* PROBLEM DETAILS *
According to the text on mixed connective tissue disease below, what share of people with the disease are women?

* SUPPLIED TEXT *
Mixed connective tissue disease (MCTD) is an uncommon, specifically defined overlap syndrome characterized by clinical features of SLE, systemic sclerosis, and polymyositis with very high titers of circulating antinuclear antibody to a ribonucleoprotein antigen. Hand swelling, Raynaud phenomenon, polyarthralgia, inflammatory myopathy, esophageal hypomotility, and pulmonary dysfunction are common. Diagnosis is by the combination of clinical features, antibodies to ribonucleoprotein, and absence of antibodies specific for other autoimmune diseases. Treatment varies with disease severity and organ involvement but usually includes corticosteroids and additional immunosuppressants.
MCTD occurs worldwide and in all races, with a peak incidence in the teens and 20s. About 80% of people who have this disease are women. The cause is unknown. In some patients, the disorder evolves into classic systemic sclerosis or SLE.
Symptoms and Signs
Raynaud phenomenon may precede other manifestations by years. Frequently, the first manifestations resemble early SLE, systemic sclerosis, polymyositis, or even RA. Many patients appear to have an undifferentiated connective tissue disease initially. The disease manifestations may progress and become widespread, and the clinical pattern changes over time.
Diffuse swelling of the hands is typical but not universal. Skin findings include lupus or dermatomyositis-like rashes. Diffuse systemic sclerosis-like skin changes and ischemic necrosis or ulceration of the fingertips may occasionally develop.
Almost all patients have polyarthralgias, and 75% have frank arthritis. Often the arthritis is nondeforming, but erosive changes and deformities similar to those in RA (eg, boutonnière and swan-neck deformities) may be present. Proximal muscle weakness with or without tenderness is common.
Renal involvement (most commonly membranous nephropathy) occurs in about 25% of patients and is typically mild; severe involvement, with morbidity or mortality, is atypical for MCTD. The lungs are affected in up to 75% of patients with MCTD. Interstitial lung disease is the most common lung manifestation; pulmonary hypertension is a major cause of death. Heart failure can occur. Sjögren syndrome may develop. A trigeminal sensory neuropathy may be the presenting feature and is considered the most frequent CNS manifestation.
MCTD should be suspected when additional overlapping features are present in patients appearing to have SLE, systemic sclerosis, or polymyositis.
Tests for ANA and antibody to U1 RNP antigen are done first. Almost all patients have high titers (often > 1:1000) of fluorescent ANA that produce a speckled pattern. Antibodies to U1 RNP are usually present at very high titers (> 1:100,000). Antibodies to the ribonuclease-resistant Sm component of extractable nuclear antigen (anti-Sm antibodies) and to double-stranded DNA (negative in MCTD by definition) are measured to exclude other disorders.

* DATA EXTRACTS *
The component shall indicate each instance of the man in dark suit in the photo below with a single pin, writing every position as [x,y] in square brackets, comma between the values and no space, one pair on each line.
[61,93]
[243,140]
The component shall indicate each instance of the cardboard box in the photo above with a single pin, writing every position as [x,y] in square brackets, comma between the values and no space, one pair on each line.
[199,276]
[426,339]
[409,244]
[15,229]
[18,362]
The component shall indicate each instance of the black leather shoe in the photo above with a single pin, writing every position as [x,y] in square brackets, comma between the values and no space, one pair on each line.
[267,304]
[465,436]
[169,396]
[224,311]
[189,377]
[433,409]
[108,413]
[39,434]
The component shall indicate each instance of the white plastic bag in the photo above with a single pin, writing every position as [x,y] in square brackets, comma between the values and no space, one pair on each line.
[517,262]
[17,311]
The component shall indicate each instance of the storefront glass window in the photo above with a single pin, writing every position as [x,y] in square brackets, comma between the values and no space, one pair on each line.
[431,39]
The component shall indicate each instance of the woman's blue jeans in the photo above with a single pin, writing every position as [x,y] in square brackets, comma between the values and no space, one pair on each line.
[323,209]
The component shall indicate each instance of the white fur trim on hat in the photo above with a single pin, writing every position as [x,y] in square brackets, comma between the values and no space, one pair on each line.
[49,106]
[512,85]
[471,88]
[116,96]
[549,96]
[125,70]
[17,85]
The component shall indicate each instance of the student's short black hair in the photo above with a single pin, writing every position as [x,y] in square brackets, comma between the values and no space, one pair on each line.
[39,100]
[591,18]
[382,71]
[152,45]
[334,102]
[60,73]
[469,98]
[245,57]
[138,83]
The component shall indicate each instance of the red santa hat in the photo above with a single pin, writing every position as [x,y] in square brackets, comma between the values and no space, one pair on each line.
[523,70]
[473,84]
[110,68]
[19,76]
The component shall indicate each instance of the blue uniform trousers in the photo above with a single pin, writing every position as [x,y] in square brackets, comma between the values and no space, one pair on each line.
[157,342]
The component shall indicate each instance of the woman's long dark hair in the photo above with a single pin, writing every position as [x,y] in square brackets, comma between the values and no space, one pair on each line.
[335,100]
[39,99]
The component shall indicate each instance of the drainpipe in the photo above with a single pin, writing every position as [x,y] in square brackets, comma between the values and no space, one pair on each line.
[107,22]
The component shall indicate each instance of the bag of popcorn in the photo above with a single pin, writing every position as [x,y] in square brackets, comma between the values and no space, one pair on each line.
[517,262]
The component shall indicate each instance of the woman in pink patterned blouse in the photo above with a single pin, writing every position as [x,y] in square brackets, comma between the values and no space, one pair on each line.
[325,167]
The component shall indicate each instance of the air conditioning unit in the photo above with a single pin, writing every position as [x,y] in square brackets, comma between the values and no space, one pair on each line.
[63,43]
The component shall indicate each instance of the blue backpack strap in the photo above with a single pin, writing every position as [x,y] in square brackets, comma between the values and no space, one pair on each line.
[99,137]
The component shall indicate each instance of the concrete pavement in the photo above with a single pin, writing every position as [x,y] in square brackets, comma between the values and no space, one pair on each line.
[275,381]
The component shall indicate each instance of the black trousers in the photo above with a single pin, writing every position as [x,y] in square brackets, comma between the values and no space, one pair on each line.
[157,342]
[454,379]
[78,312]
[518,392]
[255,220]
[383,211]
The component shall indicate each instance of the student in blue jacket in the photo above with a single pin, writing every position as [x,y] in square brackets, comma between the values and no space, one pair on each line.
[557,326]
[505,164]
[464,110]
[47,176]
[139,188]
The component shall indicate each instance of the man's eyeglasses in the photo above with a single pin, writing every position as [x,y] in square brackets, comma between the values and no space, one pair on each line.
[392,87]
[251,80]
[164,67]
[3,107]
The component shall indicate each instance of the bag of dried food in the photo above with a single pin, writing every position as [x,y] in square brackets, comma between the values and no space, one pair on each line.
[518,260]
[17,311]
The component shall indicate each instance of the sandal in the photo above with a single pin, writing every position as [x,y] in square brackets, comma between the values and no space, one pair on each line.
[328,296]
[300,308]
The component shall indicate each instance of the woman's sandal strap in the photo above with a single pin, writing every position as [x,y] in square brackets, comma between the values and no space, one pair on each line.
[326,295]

* THE ANSWER *
About 80%.